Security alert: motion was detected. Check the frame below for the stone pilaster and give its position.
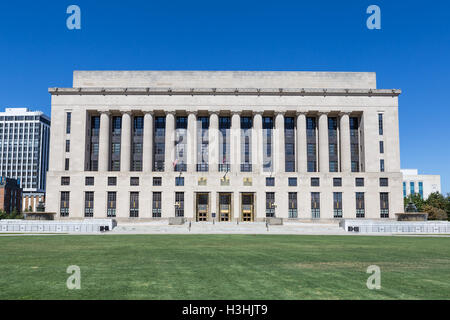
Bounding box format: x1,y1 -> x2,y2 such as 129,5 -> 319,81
208,112 -> 220,172
230,112 -> 241,173
272,112 -> 286,172
297,113 -> 308,173
252,112 -> 263,173
164,112 -> 175,172
142,112 -> 153,172
339,112 -> 351,172
187,112 -> 197,172
120,111 -> 131,172
319,112 -> 330,173
98,111 -> 110,171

=-=-=

## GIVEN INSTRUCTION
Lay out the records above as a numbered list, one item per line, skipping any blank lines and leaving out the pictures.

## EXPECTED OUTPUT
1. Security alert: motion was detected. Check the frame below for the stone pilaster and give its position.
2. Bounding box format: x1,y1 -> x2,y2 such as 129,5 -> 319,81
3. 208,112 -> 220,172
4. 230,112 -> 241,173
5. 272,112 -> 286,172
6. 297,113 -> 308,173
7. 252,112 -> 263,173
8. 164,112 -> 175,172
9. 142,112 -> 153,172
10. 339,112 -> 351,172
11. 187,112 -> 197,172
12. 120,111 -> 131,172
13. 319,112 -> 330,173
14. 98,111 -> 110,171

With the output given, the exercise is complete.